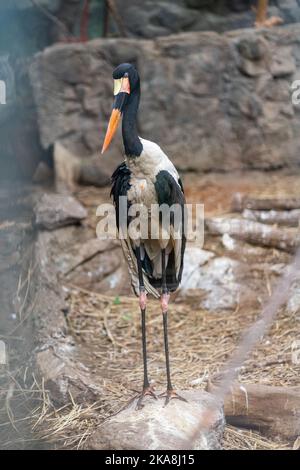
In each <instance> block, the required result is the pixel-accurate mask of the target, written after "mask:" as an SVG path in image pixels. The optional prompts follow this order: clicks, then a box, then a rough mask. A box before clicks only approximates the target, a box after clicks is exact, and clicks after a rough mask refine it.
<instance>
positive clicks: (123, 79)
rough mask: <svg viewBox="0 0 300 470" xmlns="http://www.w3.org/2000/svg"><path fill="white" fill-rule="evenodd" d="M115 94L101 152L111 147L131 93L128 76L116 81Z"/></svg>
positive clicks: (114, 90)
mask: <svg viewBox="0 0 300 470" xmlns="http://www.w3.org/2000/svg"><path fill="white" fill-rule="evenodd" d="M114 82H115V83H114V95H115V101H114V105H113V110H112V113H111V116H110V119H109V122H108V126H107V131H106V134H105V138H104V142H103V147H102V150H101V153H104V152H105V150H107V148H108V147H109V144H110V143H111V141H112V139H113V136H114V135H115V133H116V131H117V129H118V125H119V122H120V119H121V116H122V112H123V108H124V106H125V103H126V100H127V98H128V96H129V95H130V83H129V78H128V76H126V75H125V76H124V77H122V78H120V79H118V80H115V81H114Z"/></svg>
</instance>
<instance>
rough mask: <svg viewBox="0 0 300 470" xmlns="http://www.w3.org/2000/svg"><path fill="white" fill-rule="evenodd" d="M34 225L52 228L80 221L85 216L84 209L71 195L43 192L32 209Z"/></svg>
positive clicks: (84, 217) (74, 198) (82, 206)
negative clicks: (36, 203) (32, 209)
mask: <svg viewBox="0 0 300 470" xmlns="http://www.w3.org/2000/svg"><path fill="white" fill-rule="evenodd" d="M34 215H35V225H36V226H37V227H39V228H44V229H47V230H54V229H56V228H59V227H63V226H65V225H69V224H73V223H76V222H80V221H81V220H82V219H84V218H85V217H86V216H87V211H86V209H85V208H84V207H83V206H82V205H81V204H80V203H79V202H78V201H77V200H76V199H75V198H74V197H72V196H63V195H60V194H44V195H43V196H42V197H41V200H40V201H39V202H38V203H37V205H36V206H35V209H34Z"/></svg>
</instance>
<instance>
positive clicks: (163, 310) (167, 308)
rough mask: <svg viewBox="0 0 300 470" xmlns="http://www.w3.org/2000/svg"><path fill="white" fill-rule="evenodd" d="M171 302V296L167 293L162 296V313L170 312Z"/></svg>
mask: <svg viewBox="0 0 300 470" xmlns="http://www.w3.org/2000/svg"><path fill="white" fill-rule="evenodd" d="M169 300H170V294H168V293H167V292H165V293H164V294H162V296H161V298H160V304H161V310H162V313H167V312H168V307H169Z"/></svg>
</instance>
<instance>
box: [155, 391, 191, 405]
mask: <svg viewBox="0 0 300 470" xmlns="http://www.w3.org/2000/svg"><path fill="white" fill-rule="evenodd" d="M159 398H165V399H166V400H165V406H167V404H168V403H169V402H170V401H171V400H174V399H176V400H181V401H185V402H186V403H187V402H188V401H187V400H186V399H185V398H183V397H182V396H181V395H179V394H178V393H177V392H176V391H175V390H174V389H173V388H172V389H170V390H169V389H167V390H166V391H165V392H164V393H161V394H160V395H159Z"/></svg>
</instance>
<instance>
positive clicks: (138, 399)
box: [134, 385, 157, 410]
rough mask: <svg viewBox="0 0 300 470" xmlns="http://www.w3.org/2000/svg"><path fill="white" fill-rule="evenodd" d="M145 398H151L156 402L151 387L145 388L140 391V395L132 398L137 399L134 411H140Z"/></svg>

* _YOUR TASK_
Out of the data above, set down the lines from the one with "negative clicks: (36, 203) (32, 209)" to the one with "positive clicks: (163, 310) (167, 308)", both included, exactly as written and with no additions.

* _ANSWER FOR THIS EXERCISE_
negative clicks: (36, 203) (32, 209)
mask: <svg viewBox="0 0 300 470" xmlns="http://www.w3.org/2000/svg"><path fill="white" fill-rule="evenodd" d="M34 215H35V225H36V226H37V227H39V228H44V229H47V230H54V229H56V228H59V227H63V226H65V225H69V224H73V223H76V222H80V221H81V220H82V219H84V218H85V217H86V216H87V211H86V209H85V208H84V207H83V206H82V205H81V204H80V203H79V202H78V201H77V200H76V199H75V198H74V197H72V196H63V195H60V194H44V195H43V196H42V197H41V200H40V201H39V202H38V203H37V205H36V206H35V209H34Z"/></svg>
</instance>
<instance>
positive clicks: (163, 310) (167, 308)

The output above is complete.